--- DATA FOR PROCESSING Enclosed Below ---

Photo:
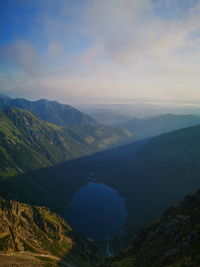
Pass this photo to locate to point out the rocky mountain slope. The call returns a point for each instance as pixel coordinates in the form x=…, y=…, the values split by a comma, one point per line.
x=33, y=234
x=27, y=142
x=173, y=240
x=51, y=111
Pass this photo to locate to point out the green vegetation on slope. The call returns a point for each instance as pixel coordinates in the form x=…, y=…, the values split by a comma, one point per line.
x=51, y=111
x=27, y=142
x=25, y=228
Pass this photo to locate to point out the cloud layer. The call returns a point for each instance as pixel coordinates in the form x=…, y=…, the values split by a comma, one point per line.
x=115, y=48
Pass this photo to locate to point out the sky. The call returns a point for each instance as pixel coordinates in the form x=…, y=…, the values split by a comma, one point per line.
x=95, y=50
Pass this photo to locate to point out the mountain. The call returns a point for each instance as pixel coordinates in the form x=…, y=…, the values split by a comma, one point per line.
x=107, y=116
x=34, y=236
x=172, y=240
x=51, y=111
x=27, y=142
x=156, y=125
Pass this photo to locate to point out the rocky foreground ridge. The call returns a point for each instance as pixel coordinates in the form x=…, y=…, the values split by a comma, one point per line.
x=34, y=236
x=173, y=240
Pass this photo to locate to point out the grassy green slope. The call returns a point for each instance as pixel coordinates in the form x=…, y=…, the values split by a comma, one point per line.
x=27, y=142
x=172, y=240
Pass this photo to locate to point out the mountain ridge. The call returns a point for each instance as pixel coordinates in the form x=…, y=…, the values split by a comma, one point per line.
x=51, y=111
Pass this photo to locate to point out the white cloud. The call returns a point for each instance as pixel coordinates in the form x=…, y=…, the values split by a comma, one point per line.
x=130, y=51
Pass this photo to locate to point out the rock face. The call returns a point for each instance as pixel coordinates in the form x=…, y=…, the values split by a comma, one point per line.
x=35, y=231
x=173, y=240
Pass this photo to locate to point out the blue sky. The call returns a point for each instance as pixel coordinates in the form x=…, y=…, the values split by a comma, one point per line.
x=71, y=50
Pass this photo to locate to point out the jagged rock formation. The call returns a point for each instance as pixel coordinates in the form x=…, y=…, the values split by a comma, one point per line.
x=173, y=240
x=35, y=232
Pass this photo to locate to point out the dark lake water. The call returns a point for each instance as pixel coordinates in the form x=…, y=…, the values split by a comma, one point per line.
x=97, y=211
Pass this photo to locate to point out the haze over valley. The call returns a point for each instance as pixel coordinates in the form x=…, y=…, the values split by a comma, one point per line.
x=99, y=133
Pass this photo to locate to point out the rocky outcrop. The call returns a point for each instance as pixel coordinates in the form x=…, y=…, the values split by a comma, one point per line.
x=39, y=232
x=173, y=240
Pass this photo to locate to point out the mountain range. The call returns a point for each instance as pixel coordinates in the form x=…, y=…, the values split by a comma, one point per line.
x=27, y=142
x=50, y=111
x=34, y=236
x=172, y=240
x=45, y=163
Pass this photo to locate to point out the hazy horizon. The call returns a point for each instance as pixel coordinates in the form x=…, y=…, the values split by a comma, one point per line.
x=96, y=51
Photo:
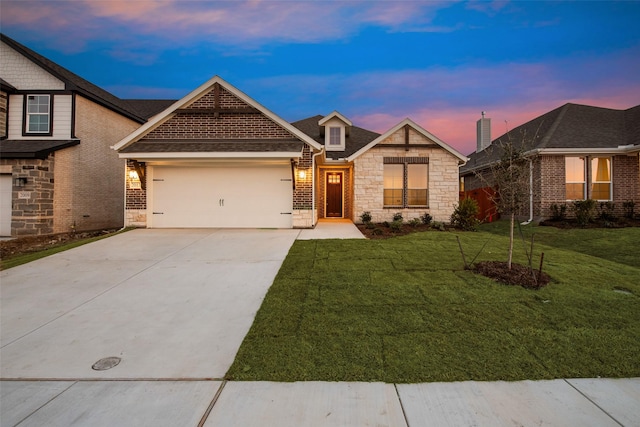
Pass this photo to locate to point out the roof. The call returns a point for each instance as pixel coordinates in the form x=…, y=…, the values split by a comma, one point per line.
x=74, y=82
x=169, y=112
x=147, y=108
x=417, y=128
x=355, y=140
x=569, y=128
x=33, y=149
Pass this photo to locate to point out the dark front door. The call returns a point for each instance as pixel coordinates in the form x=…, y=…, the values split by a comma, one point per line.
x=334, y=195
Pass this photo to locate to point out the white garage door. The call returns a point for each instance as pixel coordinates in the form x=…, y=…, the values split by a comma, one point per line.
x=5, y=205
x=221, y=196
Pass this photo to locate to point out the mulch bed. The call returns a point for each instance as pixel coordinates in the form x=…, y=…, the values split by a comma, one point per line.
x=28, y=244
x=519, y=275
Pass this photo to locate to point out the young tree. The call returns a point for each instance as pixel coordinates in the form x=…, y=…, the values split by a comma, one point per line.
x=510, y=178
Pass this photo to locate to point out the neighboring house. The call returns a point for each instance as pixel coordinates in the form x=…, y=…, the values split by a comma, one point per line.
x=577, y=152
x=217, y=158
x=57, y=171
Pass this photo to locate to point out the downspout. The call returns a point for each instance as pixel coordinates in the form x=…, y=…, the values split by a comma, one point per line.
x=527, y=222
x=313, y=186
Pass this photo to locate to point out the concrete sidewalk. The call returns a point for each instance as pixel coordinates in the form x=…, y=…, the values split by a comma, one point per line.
x=562, y=403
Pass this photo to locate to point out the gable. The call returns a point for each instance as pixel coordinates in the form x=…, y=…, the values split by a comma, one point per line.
x=215, y=118
x=218, y=114
x=23, y=74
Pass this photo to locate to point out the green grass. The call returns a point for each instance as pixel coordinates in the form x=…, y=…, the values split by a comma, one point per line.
x=404, y=310
x=14, y=261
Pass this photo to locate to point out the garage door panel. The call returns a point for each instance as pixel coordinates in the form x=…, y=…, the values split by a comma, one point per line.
x=252, y=196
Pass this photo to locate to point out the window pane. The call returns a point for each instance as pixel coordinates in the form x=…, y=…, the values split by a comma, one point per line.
x=334, y=136
x=574, y=167
x=417, y=184
x=417, y=197
x=575, y=191
x=392, y=197
x=393, y=185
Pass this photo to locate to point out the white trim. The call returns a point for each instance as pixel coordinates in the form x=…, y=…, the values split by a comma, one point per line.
x=326, y=173
x=162, y=117
x=463, y=159
x=208, y=155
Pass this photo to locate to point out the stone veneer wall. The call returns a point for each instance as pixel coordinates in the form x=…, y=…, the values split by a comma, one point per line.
x=368, y=184
x=32, y=205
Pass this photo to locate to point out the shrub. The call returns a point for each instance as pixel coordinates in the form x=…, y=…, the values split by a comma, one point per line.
x=464, y=215
x=426, y=219
x=396, y=226
x=558, y=212
x=584, y=210
x=607, y=212
x=628, y=209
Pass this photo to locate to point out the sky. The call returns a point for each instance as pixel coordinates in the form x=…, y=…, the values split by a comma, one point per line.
x=440, y=63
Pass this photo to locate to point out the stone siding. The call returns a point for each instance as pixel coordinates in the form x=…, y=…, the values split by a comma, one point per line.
x=443, y=177
x=32, y=205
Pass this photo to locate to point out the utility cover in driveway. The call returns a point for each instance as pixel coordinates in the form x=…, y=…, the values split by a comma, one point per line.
x=249, y=196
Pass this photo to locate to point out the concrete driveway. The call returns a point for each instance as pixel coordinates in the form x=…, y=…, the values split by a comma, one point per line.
x=172, y=304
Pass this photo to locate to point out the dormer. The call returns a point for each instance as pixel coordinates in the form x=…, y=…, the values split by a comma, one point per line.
x=335, y=128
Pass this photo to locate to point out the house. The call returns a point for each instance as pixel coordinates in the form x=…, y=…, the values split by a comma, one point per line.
x=218, y=158
x=57, y=171
x=577, y=152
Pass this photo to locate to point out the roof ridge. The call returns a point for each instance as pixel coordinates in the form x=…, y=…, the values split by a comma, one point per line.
x=72, y=80
x=545, y=140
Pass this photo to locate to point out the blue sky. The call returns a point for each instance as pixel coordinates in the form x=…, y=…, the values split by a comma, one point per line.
x=438, y=62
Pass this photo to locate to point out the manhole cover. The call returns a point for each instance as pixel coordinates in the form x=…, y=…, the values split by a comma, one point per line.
x=106, y=363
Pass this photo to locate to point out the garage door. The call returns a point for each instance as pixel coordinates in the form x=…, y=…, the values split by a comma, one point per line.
x=5, y=205
x=221, y=196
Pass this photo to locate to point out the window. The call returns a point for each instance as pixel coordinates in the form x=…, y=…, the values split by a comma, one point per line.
x=334, y=136
x=416, y=185
x=406, y=181
x=38, y=114
x=601, y=178
x=574, y=178
x=393, y=185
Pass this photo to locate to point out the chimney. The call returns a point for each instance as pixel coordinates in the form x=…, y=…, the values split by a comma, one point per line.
x=483, y=132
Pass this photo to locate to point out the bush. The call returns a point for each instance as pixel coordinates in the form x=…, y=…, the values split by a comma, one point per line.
x=584, y=210
x=396, y=226
x=464, y=215
x=629, y=209
x=558, y=212
x=426, y=219
x=607, y=211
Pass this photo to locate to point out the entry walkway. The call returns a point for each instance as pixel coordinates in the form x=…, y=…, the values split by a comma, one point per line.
x=331, y=229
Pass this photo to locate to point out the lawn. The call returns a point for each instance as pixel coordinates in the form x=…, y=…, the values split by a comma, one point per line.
x=404, y=310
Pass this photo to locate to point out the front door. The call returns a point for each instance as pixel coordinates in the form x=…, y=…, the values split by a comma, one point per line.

--- End of Enclosed DATA FOR PROCESSING ---

● WHAT IS BEING ASKED: Write out again, exactly as they appear above, the lines from the one containing "Pass this photo to locate to point out the bush." to the final line, and only those.

● ANSWER FOR THIS EXERCISE:
Pass this photo to locate to point out the bush. The call returns a point for each instance as pixel coordinates in the form x=…, y=…, the values split by a comma, one point per line.
x=584, y=210
x=396, y=226
x=464, y=215
x=629, y=209
x=558, y=212
x=426, y=219
x=607, y=211
Pass this photo to locate to point out the entry walkway. The call returns a point for each instance as pixel coordinates in the form x=…, y=…, the values split by a comma, one point per line.
x=331, y=229
Pass this photo to locate to point out the lawn. The call returns a point for each instance as pixel coordinates in the form x=…, y=…, the values split by a comma, one point per line.
x=404, y=310
Pass this photo to locate to point out the front door. The call returns a point for each instance as pixel coordinates in the form x=…, y=…, the values split by a comma, one point per line.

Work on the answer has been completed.